==== Records provided

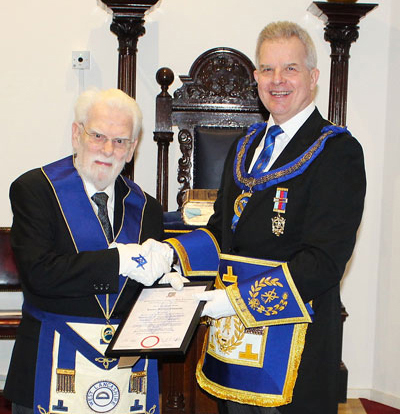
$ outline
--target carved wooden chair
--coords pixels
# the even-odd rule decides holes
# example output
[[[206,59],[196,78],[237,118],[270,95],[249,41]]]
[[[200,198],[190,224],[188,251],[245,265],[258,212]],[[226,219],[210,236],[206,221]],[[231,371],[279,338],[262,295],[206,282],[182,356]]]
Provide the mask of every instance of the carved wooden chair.
[[[178,210],[189,188],[218,188],[227,151],[247,127],[268,118],[259,101],[254,65],[243,53],[226,47],[210,49],[180,76],[182,86],[173,97],[169,68],[158,70],[161,93],[156,101],[158,145],[157,199],[168,210],[168,149],[173,126],[178,128],[182,156],[178,162]]]

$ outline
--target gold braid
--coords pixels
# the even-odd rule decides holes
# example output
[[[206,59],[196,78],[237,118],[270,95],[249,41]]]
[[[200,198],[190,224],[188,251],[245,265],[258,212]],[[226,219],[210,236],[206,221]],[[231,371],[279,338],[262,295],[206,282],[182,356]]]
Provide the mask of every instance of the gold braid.
[[[263,174],[261,177],[255,178],[252,176],[249,177],[243,177],[242,172],[240,170],[240,166],[242,165],[243,157],[245,154],[246,145],[250,140],[250,137],[256,132],[256,130],[253,130],[250,132],[250,134],[246,135],[242,146],[240,147],[240,150],[238,152],[237,158],[238,162],[236,163],[236,177],[238,181],[242,184],[244,184],[246,187],[250,189],[250,192],[252,191],[252,188],[259,184],[264,184],[268,181],[284,177],[285,175],[289,175],[295,171],[297,171],[300,167],[302,167],[307,161],[309,161],[314,153],[318,150],[318,148],[321,146],[324,139],[333,133],[333,131],[325,132],[323,135],[321,135],[311,146],[311,148],[305,152],[302,157],[292,166],[283,168],[280,171],[273,170],[272,172],[268,172],[266,174]]]

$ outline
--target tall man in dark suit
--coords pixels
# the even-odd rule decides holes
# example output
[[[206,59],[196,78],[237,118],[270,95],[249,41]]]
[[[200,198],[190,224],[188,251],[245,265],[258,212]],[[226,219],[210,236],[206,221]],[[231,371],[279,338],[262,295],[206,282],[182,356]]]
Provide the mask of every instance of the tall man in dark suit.
[[[269,24],[256,55],[270,119],[231,148],[214,215],[196,231],[220,249],[217,289],[198,297],[210,331],[196,376],[220,414],[336,414],[339,289],[363,211],[363,153],[313,103],[319,71],[302,28]],[[170,243],[190,257],[200,247],[185,237]]]
[[[161,206],[119,175],[141,122],[122,91],[86,91],[75,106],[74,155],[11,185],[24,293],[4,391],[13,413],[159,412],[156,361],[118,369],[104,356],[141,286],[172,261],[155,240],[164,232]]]

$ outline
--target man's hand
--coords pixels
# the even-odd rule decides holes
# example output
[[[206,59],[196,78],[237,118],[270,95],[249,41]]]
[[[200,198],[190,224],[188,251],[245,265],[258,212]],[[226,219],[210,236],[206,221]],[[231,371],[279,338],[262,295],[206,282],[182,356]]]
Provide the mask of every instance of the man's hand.
[[[175,290],[182,290],[183,284],[189,282],[189,279],[182,276],[179,272],[166,273],[158,283],[169,283]]]
[[[142,245],[115,243],[114,246],[119,252],[120,274],[145,286],[151,286],[171,270],[173,250],[165,243],[148,239]]]
[[[194,295],[198,300],[206,300],[201,316],[210,316],[219,319],[236,315],[235,310],[224,289],[207,290]]]
[[[172,247],[167,243],[158,242],[154,239],[147,239],[142,244],[144,249],[149,249],[153,253],[159,253],[165,257],[166,260],[170,263],[170,266],[172,266],[172,261],[174,258],[174,250]]]

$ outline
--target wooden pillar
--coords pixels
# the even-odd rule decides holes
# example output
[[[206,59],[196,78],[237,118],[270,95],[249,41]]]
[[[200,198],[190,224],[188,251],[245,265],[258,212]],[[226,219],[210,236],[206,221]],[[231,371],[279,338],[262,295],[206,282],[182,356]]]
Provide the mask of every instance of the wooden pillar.
[[[337,125],[346,125],[347,85],[350,46],[358,39],[357,26],[360,19],[372,11],[377,4],[314,1],[308,10],[325,23],[324,38],[331,44],[331,77],[329,88],[328,119]],[[341,341],[343,324],[348,316],[342,304]],[[340,350],[340,353],[342,351]],[[340,355],[341,357],[341,355]],[[340,363],[338,375],[338,401],[347,399],[347,368]]]
[[[156,74],[157,83],[161,86],[161,93],[156,99],[156,129],[154,141],[157,142],[157,200],[162,204],[164,211],[168,211],[168,151],[173,141],[172,132],[172,97],[168,88],[174,81],[174,73],[169,68],[161,68]]]
[[[140,36],[146,32],[144,13],[159,0],[102,0],[112,10],[113,21],[110,30],[117,35],[118,47],[118,88],[136,98],[136,52]],[[126,164],[124,175],[133,180],[134,160]]]
[[[337,125],[346,125],[350,46],[358,39],[360,19],[376,6],[372,3],[314,1],[308,8],[324,21],[324,38],[331,44],[328,118]]]

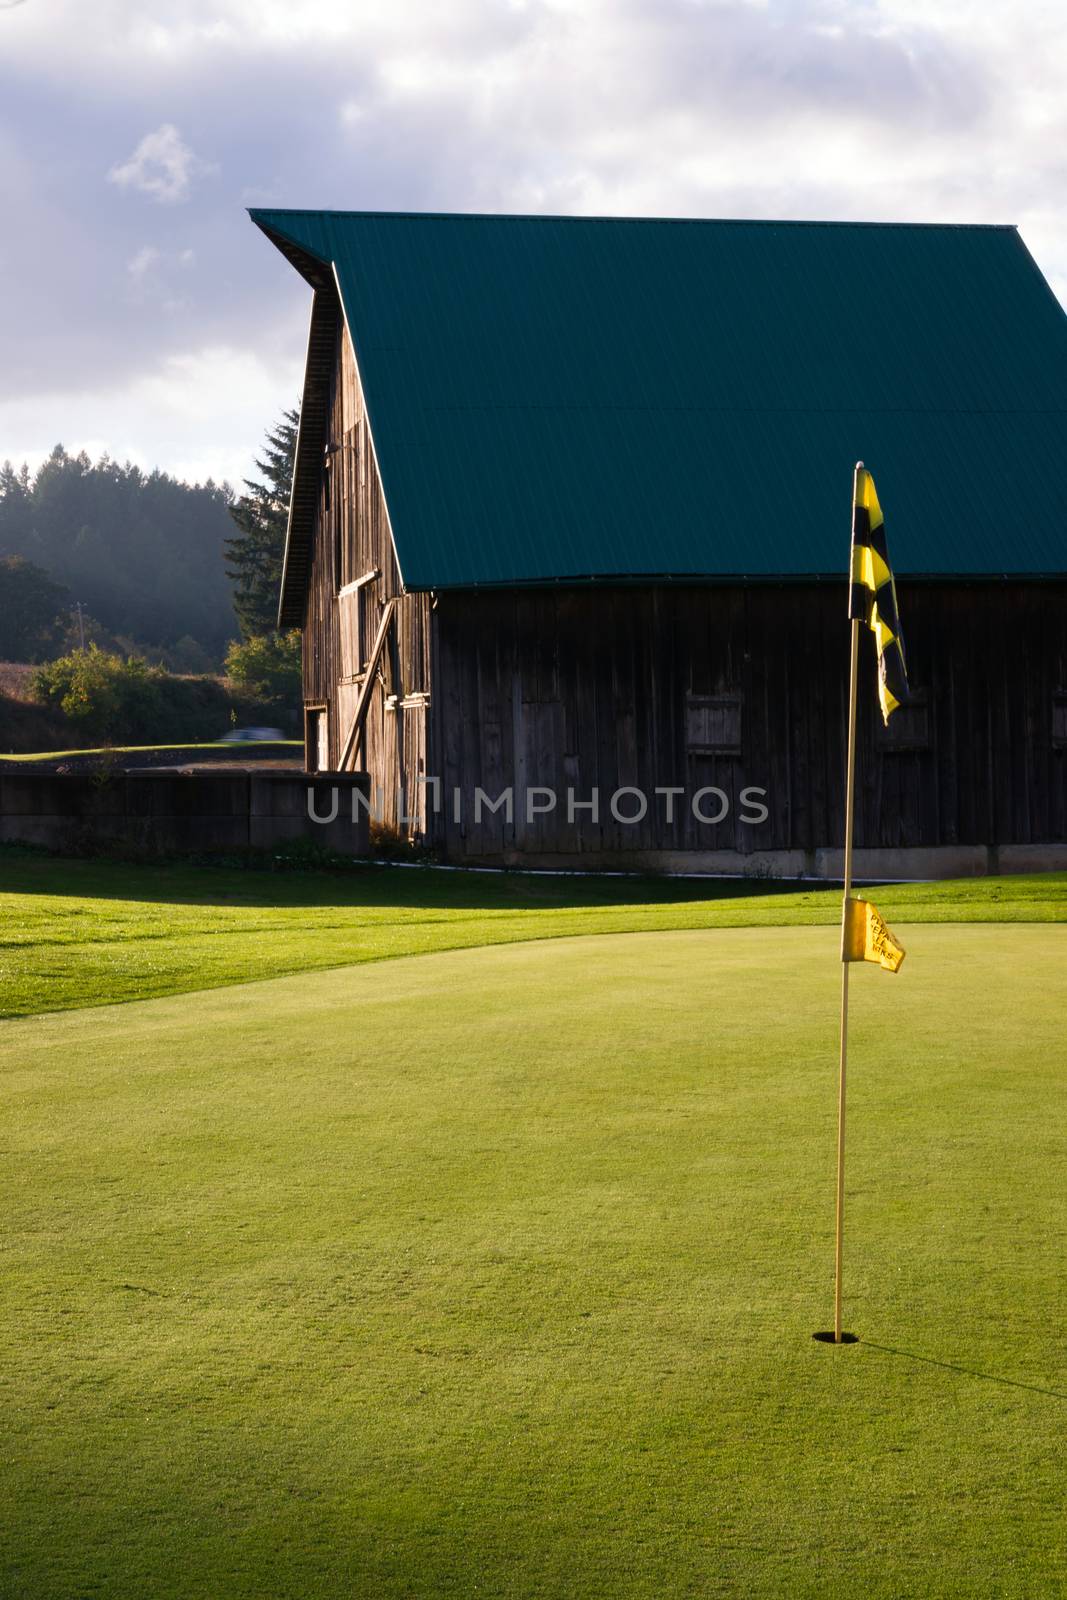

========

Within the material, find all lines that hold the word "target" and show them.

--target carved wooden chair
--target gold braid
--target tall man in dark suit
--target man's hand
--target wooden pillar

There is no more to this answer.